### SUPPLIED RECORDS:
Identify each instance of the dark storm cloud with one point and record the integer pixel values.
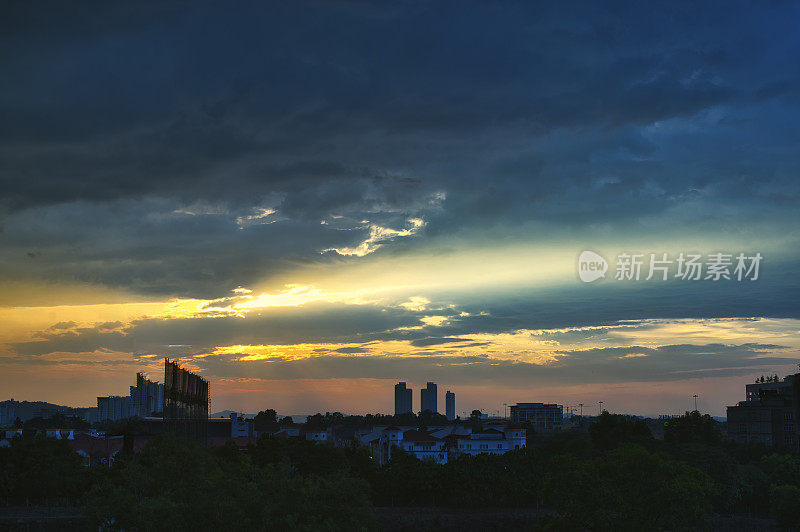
(480, 118)
(666, 363)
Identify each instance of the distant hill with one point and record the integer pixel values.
(26, 410)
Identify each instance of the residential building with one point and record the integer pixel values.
(428, 398)
(147, 397)
(542, 416)
(769, 414)
(7, 414)
(113, 407)
(450, 405)
(438, 443)
(402, 399)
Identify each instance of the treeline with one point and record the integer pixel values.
(268, 419)
(614, 476)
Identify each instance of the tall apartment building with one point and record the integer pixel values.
(113, 407)
(769, 414)
(402, 399)
(147, 397)
(8, 413)
(428, 399)
(450, 405)
(542, 416)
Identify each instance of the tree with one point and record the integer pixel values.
(784, 500)
(692, 427)
(612, 430)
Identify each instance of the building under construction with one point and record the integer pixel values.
(185, 402)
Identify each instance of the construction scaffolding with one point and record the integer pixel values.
(186, 399)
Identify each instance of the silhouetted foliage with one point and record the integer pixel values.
(692, 427)
(612, 430)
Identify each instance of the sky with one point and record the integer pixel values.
(308, 202)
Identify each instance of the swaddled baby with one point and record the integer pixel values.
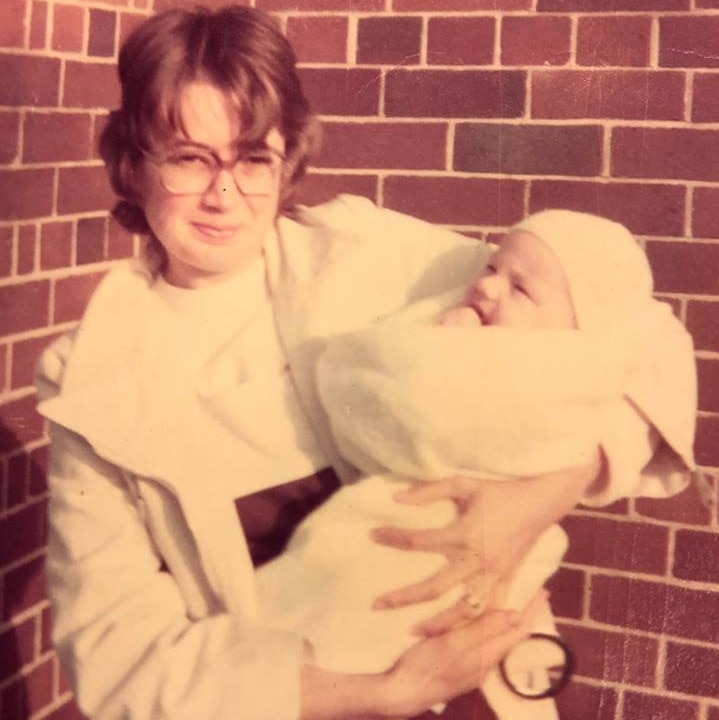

### THE TASK:
Please copy exactly the lines from the one containing "Identify each instance of the silhouetted" through the last line of the records above, both included, and leave out any pictures.

### RESULT:
Identify each instance of the silhouetted foliage with one point and record the integer pixel values.
(692, 427)
(612, 430)
Identify each instance of the sky with one point and record the integer pixel values.
(308, 202)
Identify each instance of the swaddled baby with one point and record the integer pixel values.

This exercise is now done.